**Supplied material:**
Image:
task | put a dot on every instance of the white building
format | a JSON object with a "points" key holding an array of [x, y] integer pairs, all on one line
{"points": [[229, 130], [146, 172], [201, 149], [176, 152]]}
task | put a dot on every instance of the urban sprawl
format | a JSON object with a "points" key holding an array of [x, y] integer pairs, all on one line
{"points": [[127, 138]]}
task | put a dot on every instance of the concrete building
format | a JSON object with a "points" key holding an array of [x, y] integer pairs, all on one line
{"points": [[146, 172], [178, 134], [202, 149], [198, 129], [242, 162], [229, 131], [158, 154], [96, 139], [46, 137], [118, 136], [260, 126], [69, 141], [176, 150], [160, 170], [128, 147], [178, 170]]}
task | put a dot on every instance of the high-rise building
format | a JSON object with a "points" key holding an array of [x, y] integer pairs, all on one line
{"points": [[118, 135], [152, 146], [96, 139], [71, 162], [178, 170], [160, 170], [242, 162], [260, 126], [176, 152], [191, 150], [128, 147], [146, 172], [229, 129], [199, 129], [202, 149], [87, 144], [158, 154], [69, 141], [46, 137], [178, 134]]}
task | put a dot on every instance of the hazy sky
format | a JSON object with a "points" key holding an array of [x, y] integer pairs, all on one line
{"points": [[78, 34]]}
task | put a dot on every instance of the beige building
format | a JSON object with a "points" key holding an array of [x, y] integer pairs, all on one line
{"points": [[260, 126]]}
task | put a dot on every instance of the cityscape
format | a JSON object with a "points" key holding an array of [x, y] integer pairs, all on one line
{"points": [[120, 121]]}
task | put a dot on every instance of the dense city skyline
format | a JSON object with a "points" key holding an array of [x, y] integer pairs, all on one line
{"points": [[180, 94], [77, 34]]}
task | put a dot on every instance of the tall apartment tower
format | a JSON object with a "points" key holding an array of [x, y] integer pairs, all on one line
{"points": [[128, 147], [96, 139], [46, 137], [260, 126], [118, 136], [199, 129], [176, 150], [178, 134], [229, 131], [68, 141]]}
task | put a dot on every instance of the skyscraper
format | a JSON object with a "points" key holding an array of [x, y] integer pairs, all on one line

**What you need to do:** Quote the material exactly, leaving nothing out.

**Answer:**
Image:
task | put a dot on every instance of the white building
format | a JSON object with a "points" key holding an array of [x, y] integer pairs, all on one line
{"points": [[229, 130], [146, 172], [201, 149], [176, 152]]}
task | put a dot on every instance of the urban sprawl
format | a JSON object with a "points" key holding an array of [x, y] integer pairs, all on one line
{"points": [[127, 138]]}
task | put a dot on every instance of the concrete building
format | a JSON object with a "points" key holding an array of [x, y] integer pairs, all on one line
{"points": [[146, 172], [178, 134], [202, 149], [198, 129], [242, 162], [229, 131], [158, 154], [96, 139], [46, 137], [118, 136], [260, 126], [69, 141], [176, 150], [160, 170], [128, 147], [178, 170]]}
task | put a dot on every instance of the high-rise building
format | a JSON object with a "points" key holding an array of [x, y] integer pairs, all on one line
{"points": [[118, 135], [152, 146], [96, 139], [71, 162], [178, 170], [160, 170], [242, 162], [260, 126], [176, 152], [191, 150], [128, 147], [146, 172], [229, 129], [199, 129], [202, 149], [87, 144], [158, 154], [69, 141], [46, 137], [178, 134]]}
task | put a dot on every instance of the hazy sky
format | a JSON object with a "points" key holding an array of [x, y] integer pairs, all on one line
{"points": [[78, 34]]}
task | put a dot on every instance of the beige building
format | a JSON object with a "points" key holding an array of [x, y] integer pairs, all on one line
{"points": [[260, 126]]}
task | put a dot on every instance of the cityscape
format | a JSON object with a "points" key holding an array of [x, y] integer pairs, all on one line
{"points": [[120, 121]]}
task | put a dot on every instance of the dense city skyline
format | a JSON object with a "points" key holding an array of [x, y] integer pairs, all on one line
{"points": [[180, 94], [77, 34]]}
task | put a dot on every instance of the tall apartment tower
format | a JSON object with a "points" key holding an array of [x, y] integer pairs, all on one line
{"points": [[128, 147], [96, 139], [46, 137], [260, 126], [118, 136], [199, 129], [176, 150], [178, 134], [229, 131], [68, 141]]}
task | put a dot on every instance of the skyscraper
format | a JSON object with a "points" key holding an array of [x, y] integer pairs, all on one line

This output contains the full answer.